* start Given data *
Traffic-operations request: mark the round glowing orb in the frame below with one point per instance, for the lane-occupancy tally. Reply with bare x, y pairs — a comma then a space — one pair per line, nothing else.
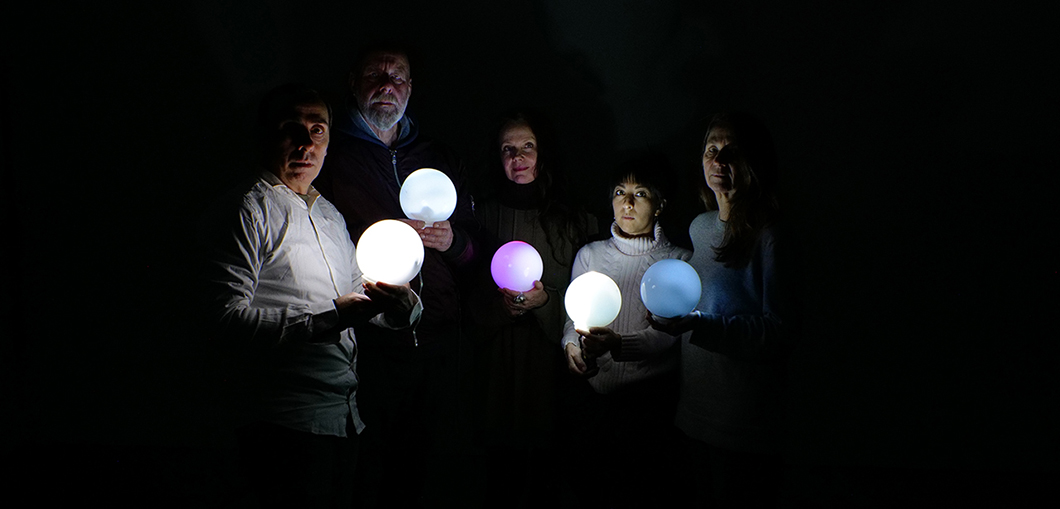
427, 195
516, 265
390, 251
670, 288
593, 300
* end Given data *
* start Given data *
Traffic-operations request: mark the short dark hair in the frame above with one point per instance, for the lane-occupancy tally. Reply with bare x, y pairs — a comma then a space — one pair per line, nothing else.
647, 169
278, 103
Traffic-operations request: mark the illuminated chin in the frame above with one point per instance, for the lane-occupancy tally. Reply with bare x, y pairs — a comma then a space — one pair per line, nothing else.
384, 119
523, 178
* end Given data *
Goal:
Return every line of the listing that contains the word "above", copied in full.

Result for this task:
Traffic-operations request: mark the short dark hair in the frame above with one point per instance, for the lane-occupancy tally. Reply with bare x, y pairs — a comma then a space — one pair per line, nothing else.
Traffic-operations request: mark the illuminated chin in the frame above with one point per instance, for the lane-occupancy tally. Reply with bare x, y pairs — a comma then a space — one pair per line, nothing else.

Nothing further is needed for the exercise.